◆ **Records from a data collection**
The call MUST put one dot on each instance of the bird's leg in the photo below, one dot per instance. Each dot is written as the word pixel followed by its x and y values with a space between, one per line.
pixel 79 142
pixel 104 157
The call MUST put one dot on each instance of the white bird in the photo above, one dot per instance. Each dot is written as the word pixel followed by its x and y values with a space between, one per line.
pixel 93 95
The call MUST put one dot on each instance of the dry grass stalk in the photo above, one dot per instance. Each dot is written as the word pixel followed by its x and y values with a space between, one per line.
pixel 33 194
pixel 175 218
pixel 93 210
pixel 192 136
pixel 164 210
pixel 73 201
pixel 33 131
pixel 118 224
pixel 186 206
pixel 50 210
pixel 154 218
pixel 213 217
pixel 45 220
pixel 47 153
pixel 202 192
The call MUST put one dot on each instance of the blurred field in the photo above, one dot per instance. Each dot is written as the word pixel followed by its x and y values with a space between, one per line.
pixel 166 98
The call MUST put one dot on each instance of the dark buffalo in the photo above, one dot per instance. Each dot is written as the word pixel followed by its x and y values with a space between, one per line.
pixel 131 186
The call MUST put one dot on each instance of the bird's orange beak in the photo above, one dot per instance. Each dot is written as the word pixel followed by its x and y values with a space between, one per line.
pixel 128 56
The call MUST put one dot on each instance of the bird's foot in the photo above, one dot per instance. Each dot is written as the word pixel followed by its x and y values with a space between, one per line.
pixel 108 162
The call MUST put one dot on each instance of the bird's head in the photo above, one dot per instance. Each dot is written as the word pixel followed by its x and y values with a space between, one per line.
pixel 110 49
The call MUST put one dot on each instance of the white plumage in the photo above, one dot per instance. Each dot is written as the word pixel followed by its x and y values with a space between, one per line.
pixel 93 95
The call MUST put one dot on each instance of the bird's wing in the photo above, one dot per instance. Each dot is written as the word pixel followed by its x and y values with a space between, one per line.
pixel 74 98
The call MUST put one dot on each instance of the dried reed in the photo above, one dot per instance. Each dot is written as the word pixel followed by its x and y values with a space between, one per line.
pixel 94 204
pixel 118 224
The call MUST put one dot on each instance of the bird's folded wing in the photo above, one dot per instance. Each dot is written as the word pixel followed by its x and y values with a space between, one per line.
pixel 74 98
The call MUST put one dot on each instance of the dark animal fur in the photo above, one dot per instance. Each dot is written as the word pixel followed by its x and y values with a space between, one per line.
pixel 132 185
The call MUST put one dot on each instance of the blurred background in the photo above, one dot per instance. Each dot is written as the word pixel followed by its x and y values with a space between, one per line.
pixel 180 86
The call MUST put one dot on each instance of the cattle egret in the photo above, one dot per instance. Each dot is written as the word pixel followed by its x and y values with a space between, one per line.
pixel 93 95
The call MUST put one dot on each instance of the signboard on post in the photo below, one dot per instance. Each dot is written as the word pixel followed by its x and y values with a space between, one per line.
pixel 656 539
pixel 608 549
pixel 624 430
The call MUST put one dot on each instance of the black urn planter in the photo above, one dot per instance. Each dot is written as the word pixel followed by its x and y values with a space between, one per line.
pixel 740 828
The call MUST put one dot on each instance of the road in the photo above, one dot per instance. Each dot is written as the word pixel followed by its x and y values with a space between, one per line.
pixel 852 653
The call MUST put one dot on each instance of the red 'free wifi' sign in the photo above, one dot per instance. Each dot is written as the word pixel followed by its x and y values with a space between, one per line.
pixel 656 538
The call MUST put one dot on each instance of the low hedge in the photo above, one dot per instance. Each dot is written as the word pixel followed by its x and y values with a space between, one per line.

◆ **Your instructions**
Your answer must consist only of the lines from the one with "the red 'free" through the final line of the entries, each retyped exactly.

◆ **Reply to the task**
The call MUST put one dot on each instance of the red 'free wifi' sign in the photo above, one dot per instance. Each dot is written as the word pixel followed by its x and y values with a space between, one per line.
pixel 656 538
The call MUST put one dot on each instance of the low hedge in the photo above, one dot per instance. Each dot is written as the word pixel followed by its x and y values with a space between, one per line.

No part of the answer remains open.